Transformer models: The Transformer model, as originally proposed in the paper “Attention Is All You Need” by Vaswani et al., consists of both an encoder and a decoder. Each part is composed of layers that use self-attention mechanisms. The encoder processes the input data (like text) and creates context-rich representations of it. The decoder uses these representations along with its inputs (like the previous word in a sentence) to generate an output sequence. T5 (Text-To-Text Transfer Transformer) utilizes an encoder-decoder architecture. Then, there is another example of BART (Bidirectional and Auto-Regressive Transformers) that combines a bidirectional encoder (like BERT) with an autoregressive decoder (like GPT).
Make-a-Video: Recently introduced AI system by Facebook / Meta namely Make-a-Video is likely powered by deep learning techniques, possibly including an encoder-decoder architecture for translating text prompts into video content. This architecture, commonly used in sequence-to-sequence transformations, would use an encoder to convert input text into a dense vector representation, and a decoder to transform this vector into video content. However, given the complexity of creating video from text, the system might also employ advanced generative models like Generative Adversarial Networks (GANs) or Variational Autoencoders (VAEs), which excel in generating high-quality, realistic images. Further, to learn mappings from text to visuals and understand the dynamics of the world, it likely leverages large amounts of paired text-image data and video footage, possibly employing unsupervised learning or self-supervised learning techniques.

WHAT YOU WILL DO:
**a.** According to the text on Transformer models and Make-a-Video, what does BART combine?
**b.** Extend the text on Transformer models and Make-a-Video by writing what comes next after its last sentence.

SOURCE MATERIAL:
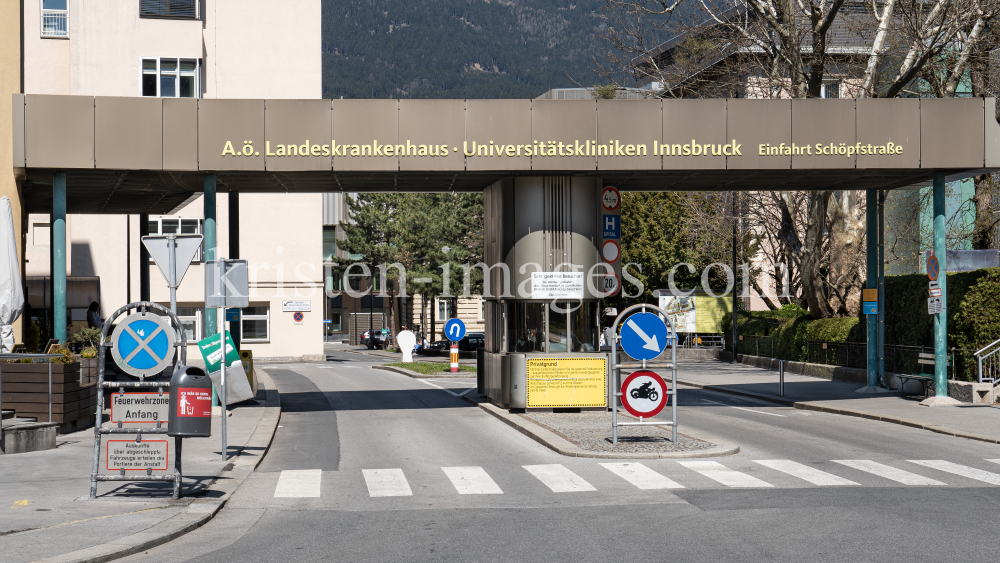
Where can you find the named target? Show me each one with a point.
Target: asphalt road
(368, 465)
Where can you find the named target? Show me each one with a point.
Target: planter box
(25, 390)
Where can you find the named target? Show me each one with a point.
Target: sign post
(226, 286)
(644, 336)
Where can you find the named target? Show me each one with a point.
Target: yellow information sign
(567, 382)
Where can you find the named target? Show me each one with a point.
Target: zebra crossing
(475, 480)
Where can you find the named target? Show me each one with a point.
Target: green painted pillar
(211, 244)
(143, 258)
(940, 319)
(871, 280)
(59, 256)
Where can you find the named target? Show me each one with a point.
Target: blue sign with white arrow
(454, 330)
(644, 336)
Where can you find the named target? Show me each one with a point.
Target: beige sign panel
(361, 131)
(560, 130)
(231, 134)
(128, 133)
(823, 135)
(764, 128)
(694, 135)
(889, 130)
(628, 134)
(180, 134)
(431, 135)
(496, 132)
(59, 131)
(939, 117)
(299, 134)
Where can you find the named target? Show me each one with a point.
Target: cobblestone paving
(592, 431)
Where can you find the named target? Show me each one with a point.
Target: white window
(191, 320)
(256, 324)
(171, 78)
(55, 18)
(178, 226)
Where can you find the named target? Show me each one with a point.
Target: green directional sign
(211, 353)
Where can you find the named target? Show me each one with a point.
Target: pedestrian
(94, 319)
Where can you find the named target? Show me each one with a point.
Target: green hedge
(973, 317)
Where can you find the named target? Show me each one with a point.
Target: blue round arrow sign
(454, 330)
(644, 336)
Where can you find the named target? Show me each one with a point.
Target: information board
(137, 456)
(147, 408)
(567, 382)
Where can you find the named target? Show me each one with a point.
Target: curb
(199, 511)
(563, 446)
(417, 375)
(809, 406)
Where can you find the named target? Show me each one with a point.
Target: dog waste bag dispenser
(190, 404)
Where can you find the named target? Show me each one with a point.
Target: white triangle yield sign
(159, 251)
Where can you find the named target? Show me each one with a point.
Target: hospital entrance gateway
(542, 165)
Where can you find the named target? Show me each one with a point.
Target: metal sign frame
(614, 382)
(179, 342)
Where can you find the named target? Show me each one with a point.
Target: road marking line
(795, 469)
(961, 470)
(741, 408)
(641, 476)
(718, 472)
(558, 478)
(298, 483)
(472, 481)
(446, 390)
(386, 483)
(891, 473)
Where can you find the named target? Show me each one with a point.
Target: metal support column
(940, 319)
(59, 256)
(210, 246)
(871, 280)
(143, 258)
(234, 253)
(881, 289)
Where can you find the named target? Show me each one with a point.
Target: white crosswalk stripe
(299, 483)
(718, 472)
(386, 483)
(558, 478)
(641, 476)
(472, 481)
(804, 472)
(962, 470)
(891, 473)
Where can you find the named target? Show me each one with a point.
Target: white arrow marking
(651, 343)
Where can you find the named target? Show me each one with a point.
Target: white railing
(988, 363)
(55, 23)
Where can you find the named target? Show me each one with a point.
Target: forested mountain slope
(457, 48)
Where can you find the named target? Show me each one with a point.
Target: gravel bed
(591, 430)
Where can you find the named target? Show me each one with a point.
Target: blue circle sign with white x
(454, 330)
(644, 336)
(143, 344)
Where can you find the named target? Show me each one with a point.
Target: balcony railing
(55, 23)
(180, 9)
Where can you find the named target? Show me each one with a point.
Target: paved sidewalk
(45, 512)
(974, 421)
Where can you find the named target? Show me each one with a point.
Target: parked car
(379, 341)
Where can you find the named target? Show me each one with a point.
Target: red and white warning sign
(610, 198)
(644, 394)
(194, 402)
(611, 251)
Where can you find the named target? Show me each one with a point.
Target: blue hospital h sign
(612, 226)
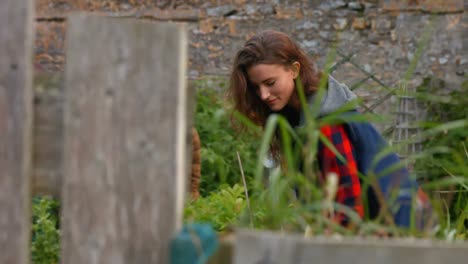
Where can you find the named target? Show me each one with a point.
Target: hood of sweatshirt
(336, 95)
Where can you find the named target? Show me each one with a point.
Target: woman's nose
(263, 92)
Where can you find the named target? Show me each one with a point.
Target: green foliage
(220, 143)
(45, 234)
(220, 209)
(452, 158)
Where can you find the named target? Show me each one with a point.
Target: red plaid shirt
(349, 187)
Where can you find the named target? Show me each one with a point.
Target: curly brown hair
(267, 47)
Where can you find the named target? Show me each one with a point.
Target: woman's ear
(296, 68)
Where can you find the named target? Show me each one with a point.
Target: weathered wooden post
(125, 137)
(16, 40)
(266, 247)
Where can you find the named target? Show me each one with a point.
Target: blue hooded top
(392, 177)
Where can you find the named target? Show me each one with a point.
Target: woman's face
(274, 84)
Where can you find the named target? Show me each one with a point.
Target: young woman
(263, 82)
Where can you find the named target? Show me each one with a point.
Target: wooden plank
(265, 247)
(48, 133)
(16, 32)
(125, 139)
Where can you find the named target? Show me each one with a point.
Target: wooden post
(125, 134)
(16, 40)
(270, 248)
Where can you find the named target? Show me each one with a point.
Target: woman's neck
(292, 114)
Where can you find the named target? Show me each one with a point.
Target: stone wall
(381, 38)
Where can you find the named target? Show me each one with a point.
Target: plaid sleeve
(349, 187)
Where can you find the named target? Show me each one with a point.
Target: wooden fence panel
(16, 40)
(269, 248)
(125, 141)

ANSWERS TO THE EXERCISE:
**a.** A bidirectional encoder (like BERT) with an autoregressive decoder (like GPT).

**b.**
Machine translation: One of the most common applications of the Encoder-Decoder architecture is Machine Translation. This is where a sequence of words in one language as shown above (encoder-decoder architecture with RNN) is translated into another language. The Encoder-Decoder model can be trained on a large corpus of bilingual texts to learn how to map a sequence of words in one language to the equivalent sequence in another language.
Image captioning: Image captioning is another application of encoder-decoder architecture. This is where an image is processed by an encoder (using CNN), and the output is passed to a decoder (RNN or LSTM) that generates a textual description of the image. This can be used for applications like automatic image tagging and captioning.

9. Sequence-to-Sequence Learning with Neural Networks (Hands-On)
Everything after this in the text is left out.